• [Exercise objective]: Return all lines of the records that contain the word "glove".

• [Data for review]:
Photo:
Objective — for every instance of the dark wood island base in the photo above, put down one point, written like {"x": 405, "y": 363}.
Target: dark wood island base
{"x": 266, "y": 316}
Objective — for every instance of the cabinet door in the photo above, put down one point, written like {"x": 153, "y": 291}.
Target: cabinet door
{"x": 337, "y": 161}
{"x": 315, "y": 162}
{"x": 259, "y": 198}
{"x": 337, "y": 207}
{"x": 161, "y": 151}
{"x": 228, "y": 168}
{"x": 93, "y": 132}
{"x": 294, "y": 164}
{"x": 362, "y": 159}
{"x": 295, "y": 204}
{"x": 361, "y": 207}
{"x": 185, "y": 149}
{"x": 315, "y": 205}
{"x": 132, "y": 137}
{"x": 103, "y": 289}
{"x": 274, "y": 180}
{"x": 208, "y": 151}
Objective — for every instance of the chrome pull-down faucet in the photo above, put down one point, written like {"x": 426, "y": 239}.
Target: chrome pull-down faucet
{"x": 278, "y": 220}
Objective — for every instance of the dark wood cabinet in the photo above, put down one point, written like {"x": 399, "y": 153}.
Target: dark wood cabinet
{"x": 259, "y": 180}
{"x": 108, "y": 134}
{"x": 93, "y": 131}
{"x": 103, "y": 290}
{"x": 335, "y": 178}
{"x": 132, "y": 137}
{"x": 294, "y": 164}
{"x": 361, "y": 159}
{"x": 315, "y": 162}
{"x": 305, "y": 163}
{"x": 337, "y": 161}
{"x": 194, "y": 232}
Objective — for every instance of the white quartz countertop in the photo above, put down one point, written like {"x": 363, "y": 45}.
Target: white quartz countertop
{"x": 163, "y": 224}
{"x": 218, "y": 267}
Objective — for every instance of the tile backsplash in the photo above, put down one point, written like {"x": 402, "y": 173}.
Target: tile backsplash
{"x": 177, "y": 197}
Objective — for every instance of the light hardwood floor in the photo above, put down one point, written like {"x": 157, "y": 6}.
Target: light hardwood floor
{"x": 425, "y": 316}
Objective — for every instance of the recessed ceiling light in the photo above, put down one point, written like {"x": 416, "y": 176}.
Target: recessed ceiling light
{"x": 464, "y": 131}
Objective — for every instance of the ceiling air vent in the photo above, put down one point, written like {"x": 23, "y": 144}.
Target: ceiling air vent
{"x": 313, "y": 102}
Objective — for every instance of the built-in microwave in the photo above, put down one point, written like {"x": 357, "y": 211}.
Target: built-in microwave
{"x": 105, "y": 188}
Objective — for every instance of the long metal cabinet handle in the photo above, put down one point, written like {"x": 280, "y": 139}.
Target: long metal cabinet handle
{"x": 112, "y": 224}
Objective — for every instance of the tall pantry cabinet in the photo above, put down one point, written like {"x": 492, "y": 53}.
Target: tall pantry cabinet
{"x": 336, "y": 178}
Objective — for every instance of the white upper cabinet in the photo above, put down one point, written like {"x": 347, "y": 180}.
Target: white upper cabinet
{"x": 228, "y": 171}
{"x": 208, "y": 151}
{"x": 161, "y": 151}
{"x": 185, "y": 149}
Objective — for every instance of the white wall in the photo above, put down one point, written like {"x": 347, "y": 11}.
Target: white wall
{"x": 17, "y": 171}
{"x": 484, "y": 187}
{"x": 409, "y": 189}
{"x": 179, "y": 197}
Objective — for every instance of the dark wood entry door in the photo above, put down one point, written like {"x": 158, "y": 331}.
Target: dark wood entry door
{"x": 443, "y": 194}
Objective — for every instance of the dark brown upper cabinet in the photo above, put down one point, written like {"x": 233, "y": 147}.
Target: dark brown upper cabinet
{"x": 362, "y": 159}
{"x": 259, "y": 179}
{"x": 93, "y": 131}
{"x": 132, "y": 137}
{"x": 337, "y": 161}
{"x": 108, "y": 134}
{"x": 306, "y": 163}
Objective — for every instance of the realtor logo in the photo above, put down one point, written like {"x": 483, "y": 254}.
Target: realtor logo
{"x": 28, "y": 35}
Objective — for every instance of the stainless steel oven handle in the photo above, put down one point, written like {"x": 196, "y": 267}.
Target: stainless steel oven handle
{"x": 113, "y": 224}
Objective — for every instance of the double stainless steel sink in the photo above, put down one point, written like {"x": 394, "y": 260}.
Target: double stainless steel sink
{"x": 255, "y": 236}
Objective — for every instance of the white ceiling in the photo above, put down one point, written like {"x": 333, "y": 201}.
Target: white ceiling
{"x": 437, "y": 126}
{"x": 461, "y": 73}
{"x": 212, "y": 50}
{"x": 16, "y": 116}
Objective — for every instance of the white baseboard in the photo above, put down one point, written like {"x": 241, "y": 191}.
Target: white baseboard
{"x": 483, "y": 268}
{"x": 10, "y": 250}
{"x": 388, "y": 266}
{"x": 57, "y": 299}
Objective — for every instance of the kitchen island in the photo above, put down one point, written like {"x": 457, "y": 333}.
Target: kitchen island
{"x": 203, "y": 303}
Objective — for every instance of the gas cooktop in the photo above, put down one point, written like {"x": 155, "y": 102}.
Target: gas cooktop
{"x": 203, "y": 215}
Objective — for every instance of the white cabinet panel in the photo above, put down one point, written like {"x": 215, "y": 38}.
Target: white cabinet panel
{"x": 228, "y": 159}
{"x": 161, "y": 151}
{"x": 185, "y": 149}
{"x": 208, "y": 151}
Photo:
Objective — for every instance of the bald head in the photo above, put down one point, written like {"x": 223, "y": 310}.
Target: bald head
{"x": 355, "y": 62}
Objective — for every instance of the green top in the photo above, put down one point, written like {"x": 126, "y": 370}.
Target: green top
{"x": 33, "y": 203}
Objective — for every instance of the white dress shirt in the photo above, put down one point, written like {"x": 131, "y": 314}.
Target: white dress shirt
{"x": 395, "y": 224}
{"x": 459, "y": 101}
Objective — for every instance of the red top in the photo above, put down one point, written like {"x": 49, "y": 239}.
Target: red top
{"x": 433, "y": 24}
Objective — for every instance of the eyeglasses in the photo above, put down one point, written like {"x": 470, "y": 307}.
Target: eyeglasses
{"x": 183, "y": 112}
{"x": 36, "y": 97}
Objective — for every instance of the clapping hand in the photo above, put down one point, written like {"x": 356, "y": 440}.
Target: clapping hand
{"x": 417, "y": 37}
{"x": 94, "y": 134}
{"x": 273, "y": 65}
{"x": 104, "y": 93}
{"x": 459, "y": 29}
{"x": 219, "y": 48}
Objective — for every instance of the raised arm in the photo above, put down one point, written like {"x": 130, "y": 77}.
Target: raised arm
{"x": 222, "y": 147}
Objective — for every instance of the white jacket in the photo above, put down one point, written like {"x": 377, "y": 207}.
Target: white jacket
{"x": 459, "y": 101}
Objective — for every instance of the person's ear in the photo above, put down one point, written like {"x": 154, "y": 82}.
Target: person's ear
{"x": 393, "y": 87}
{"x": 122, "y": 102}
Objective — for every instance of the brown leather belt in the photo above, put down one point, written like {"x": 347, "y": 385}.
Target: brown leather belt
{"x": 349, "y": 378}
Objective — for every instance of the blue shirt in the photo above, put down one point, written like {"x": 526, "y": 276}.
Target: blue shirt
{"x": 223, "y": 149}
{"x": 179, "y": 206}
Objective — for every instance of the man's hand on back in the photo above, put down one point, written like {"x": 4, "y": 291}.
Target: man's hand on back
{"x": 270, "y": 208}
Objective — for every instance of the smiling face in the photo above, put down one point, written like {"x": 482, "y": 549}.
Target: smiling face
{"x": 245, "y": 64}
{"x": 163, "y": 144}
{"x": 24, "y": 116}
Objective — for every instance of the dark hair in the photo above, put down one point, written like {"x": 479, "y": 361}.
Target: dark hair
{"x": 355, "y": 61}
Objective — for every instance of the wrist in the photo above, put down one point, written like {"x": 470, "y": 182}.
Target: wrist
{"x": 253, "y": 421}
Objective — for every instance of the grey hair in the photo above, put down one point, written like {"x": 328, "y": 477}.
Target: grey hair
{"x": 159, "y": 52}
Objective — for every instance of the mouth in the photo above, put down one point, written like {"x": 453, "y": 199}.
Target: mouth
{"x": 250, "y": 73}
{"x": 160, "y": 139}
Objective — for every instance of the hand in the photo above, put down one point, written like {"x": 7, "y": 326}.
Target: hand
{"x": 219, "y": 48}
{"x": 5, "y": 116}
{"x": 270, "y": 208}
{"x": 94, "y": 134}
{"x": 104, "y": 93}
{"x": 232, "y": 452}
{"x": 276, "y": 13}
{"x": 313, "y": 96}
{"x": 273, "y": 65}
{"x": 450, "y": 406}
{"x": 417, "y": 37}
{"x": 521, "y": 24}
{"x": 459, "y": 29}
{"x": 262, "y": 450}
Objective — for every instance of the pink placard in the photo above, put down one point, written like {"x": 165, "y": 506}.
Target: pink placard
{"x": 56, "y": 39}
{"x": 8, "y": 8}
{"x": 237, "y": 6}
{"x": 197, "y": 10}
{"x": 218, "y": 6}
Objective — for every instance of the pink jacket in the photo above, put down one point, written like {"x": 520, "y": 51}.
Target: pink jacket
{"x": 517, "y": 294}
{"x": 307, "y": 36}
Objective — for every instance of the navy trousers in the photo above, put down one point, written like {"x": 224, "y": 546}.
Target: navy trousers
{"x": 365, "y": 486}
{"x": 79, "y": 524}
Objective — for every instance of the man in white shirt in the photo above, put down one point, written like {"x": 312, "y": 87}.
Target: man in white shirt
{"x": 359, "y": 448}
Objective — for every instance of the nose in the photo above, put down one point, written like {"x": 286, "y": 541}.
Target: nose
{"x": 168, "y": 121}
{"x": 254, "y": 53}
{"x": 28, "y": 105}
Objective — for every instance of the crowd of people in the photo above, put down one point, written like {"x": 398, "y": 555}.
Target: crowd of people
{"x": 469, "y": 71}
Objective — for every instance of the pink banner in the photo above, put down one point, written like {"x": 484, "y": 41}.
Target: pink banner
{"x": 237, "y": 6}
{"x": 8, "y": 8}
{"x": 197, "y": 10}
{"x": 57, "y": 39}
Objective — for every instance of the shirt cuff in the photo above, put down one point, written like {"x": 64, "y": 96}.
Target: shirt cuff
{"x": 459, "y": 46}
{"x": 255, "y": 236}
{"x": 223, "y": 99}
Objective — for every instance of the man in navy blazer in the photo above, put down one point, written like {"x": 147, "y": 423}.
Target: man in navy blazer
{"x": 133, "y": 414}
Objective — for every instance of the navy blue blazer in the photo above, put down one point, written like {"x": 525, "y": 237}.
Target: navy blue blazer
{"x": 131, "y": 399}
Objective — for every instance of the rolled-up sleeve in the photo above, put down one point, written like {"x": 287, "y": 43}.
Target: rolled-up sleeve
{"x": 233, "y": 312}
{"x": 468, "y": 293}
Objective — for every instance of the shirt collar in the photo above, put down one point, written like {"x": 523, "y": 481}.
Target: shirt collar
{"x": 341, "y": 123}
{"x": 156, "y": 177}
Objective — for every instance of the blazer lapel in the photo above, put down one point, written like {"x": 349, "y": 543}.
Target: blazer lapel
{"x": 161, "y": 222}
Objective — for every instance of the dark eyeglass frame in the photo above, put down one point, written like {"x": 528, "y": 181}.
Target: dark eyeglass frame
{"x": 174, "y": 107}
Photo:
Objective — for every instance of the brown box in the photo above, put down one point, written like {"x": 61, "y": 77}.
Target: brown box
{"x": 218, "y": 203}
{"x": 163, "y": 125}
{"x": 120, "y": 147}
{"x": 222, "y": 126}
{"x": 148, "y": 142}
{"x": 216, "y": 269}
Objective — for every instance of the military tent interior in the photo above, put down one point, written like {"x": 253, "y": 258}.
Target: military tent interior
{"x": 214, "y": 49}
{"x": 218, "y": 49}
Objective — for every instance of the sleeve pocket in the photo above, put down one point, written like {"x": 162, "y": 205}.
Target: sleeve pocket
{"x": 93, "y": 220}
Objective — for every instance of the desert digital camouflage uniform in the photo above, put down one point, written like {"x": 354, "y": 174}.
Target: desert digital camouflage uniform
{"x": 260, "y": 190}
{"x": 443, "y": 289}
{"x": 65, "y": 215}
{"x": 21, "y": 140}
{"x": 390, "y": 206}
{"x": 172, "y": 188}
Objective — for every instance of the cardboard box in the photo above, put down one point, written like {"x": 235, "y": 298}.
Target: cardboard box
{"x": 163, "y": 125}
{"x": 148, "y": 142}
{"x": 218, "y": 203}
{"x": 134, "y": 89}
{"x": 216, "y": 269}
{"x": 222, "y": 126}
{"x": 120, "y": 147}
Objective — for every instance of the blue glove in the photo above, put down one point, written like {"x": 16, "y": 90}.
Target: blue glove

• [Result]:
Objective — for every instance of the blue glove in the photo above, put down one point, written like {"x": 16, "y": 90}.
Target: blue glove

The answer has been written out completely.